◆ **Available records**:
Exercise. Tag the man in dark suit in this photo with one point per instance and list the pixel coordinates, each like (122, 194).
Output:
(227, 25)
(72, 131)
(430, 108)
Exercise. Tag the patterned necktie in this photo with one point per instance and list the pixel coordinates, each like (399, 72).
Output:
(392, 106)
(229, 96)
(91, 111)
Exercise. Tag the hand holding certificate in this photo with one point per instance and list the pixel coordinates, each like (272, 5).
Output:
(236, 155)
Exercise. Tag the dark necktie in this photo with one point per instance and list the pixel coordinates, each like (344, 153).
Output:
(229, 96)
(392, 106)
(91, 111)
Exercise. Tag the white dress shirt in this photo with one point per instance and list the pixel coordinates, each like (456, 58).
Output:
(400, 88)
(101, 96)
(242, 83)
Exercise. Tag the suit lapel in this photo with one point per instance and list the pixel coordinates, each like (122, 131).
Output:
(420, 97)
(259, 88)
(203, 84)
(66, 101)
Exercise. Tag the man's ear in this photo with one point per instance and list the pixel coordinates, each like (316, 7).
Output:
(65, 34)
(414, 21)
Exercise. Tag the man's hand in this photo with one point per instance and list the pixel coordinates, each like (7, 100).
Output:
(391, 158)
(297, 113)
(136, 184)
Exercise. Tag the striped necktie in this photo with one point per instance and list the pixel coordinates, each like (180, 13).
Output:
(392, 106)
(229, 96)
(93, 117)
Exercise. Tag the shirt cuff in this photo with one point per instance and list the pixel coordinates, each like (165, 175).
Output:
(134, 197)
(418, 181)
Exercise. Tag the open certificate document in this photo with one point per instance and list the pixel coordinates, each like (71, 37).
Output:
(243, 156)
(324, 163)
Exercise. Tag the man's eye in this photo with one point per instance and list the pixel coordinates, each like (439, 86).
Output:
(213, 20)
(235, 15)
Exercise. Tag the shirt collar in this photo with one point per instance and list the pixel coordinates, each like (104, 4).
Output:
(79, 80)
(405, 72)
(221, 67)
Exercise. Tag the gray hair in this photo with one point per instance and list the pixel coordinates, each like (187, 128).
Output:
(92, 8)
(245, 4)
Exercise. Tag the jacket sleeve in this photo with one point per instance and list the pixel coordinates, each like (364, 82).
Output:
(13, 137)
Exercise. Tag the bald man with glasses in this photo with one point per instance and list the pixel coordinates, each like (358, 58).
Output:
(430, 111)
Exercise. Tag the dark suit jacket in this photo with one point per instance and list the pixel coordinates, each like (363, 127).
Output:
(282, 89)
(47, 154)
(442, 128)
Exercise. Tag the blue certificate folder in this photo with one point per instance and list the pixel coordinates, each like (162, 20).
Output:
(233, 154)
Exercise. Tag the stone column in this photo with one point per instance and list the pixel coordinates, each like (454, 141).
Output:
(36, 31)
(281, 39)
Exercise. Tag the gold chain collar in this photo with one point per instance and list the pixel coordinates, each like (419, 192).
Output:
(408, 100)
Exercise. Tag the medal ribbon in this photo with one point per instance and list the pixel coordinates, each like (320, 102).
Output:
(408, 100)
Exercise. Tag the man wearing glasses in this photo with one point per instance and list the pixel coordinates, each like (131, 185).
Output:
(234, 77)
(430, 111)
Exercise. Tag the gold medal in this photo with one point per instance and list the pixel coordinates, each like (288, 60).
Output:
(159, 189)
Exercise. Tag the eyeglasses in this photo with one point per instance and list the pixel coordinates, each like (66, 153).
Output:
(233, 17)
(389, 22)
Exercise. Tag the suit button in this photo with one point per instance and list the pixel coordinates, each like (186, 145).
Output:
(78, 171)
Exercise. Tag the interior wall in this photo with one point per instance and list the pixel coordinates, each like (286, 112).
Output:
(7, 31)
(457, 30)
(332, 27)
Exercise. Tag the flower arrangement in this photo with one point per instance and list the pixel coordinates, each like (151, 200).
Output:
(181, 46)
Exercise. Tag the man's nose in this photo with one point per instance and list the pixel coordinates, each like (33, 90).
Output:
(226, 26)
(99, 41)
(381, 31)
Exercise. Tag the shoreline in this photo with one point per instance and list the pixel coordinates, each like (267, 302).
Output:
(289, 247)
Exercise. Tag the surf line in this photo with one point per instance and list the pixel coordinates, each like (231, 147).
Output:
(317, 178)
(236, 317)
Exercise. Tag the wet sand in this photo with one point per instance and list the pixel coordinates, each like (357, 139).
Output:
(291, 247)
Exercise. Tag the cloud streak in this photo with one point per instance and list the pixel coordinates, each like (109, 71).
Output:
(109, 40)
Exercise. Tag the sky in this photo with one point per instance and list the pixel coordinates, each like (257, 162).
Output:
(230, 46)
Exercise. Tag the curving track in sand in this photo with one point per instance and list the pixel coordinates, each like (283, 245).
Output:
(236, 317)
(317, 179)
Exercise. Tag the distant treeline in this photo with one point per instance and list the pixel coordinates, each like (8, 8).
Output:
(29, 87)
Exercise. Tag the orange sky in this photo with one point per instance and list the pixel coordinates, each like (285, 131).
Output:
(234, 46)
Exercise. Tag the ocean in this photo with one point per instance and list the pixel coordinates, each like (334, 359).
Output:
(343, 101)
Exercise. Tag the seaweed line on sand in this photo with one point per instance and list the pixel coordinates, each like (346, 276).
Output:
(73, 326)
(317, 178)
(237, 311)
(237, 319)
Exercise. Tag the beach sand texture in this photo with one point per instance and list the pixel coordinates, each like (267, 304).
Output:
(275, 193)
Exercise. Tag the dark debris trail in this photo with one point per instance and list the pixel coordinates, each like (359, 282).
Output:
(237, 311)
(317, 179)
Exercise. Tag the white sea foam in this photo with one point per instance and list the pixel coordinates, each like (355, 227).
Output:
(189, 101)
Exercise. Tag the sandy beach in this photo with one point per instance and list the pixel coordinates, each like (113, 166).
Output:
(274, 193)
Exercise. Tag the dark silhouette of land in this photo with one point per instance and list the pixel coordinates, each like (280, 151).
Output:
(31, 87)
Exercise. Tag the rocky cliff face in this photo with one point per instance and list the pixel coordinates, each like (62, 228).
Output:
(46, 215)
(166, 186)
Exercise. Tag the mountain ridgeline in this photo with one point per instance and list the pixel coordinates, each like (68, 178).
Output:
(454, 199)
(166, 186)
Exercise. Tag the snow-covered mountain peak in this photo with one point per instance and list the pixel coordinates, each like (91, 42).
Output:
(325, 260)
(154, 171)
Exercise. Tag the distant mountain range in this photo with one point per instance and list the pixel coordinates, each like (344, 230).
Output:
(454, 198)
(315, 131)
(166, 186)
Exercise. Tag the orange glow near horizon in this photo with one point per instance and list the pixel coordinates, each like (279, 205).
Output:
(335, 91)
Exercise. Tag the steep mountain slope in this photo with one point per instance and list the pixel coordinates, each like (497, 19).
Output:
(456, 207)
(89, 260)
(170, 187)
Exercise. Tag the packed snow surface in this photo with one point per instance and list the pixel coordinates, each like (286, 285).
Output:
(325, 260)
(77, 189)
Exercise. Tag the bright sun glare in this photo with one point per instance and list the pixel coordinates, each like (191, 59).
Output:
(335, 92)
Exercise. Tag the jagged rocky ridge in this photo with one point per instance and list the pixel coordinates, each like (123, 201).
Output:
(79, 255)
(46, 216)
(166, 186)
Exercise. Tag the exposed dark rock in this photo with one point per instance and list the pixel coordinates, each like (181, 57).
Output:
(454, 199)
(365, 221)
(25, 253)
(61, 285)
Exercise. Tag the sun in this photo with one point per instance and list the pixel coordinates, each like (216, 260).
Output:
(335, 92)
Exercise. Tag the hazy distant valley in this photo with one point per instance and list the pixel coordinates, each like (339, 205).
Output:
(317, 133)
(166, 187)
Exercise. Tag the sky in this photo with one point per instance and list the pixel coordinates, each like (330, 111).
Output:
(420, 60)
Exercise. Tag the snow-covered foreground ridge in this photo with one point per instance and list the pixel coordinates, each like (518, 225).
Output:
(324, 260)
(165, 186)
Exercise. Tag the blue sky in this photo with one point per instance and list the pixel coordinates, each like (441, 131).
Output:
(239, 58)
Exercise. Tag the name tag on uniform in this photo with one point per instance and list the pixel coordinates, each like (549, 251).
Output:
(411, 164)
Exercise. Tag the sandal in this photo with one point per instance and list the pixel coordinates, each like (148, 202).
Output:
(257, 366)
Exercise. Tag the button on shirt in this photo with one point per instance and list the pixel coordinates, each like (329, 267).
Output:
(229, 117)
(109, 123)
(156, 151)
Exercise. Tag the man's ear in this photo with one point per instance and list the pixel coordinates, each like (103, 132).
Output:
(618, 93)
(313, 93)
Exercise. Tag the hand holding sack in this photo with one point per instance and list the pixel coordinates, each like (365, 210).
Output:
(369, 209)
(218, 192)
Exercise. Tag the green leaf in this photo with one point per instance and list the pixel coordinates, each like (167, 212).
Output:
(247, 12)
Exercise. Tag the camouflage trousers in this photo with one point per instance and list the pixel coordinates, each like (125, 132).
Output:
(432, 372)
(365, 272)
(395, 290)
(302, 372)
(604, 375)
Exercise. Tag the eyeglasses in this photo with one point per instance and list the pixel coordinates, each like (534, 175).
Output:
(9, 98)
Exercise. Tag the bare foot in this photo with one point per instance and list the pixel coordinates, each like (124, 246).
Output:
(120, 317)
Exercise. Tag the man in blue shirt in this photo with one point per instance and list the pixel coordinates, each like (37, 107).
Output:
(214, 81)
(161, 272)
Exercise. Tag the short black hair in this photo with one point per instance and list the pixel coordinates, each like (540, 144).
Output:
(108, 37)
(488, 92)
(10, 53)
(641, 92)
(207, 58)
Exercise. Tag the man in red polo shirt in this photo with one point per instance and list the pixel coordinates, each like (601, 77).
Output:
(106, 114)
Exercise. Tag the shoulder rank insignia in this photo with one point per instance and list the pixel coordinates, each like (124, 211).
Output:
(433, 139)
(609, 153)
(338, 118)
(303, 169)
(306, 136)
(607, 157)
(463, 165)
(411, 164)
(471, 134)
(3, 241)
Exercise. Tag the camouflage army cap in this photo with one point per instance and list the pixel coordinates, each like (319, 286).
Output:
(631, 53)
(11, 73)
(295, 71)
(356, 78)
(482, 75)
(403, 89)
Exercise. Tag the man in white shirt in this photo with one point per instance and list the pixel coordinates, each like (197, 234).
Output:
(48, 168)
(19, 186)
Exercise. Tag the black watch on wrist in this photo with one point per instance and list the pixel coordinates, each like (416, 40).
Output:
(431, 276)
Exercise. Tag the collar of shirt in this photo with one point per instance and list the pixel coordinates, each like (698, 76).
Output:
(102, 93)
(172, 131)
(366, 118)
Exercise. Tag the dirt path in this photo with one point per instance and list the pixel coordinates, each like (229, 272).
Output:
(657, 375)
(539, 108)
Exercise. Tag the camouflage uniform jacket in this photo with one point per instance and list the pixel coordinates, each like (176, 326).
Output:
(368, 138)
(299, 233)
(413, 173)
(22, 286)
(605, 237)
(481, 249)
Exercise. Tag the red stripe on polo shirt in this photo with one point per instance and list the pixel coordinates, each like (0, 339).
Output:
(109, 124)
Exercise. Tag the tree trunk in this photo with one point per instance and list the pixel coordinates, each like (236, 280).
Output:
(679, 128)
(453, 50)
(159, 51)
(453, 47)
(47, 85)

◆ **What to produce**: If a line in the records holds the string "snow", count it, and give only the total.

◆ **Output for this exercise**: 3